[SUPPLIED RECORDS start]

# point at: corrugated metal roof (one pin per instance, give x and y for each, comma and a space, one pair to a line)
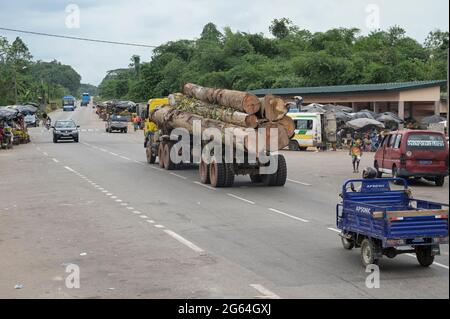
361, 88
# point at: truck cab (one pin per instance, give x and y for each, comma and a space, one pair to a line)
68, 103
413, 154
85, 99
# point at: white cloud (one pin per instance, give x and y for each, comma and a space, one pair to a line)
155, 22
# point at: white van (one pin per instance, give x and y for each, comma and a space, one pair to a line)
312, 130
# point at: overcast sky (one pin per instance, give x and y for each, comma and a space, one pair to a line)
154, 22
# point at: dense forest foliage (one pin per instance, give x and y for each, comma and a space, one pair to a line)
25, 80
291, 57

[SUPPLIED RECORDS end]
[SUPPLIED RECORDS start]

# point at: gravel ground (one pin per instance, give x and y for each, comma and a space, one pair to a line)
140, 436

[SUPPLIED RECORDS end]

• **GIVEN REQUEST**
How many lines in the data above contain the string "white"? Case counts. Reply with the number alone.

• **COMPLETE OUTPUT**
2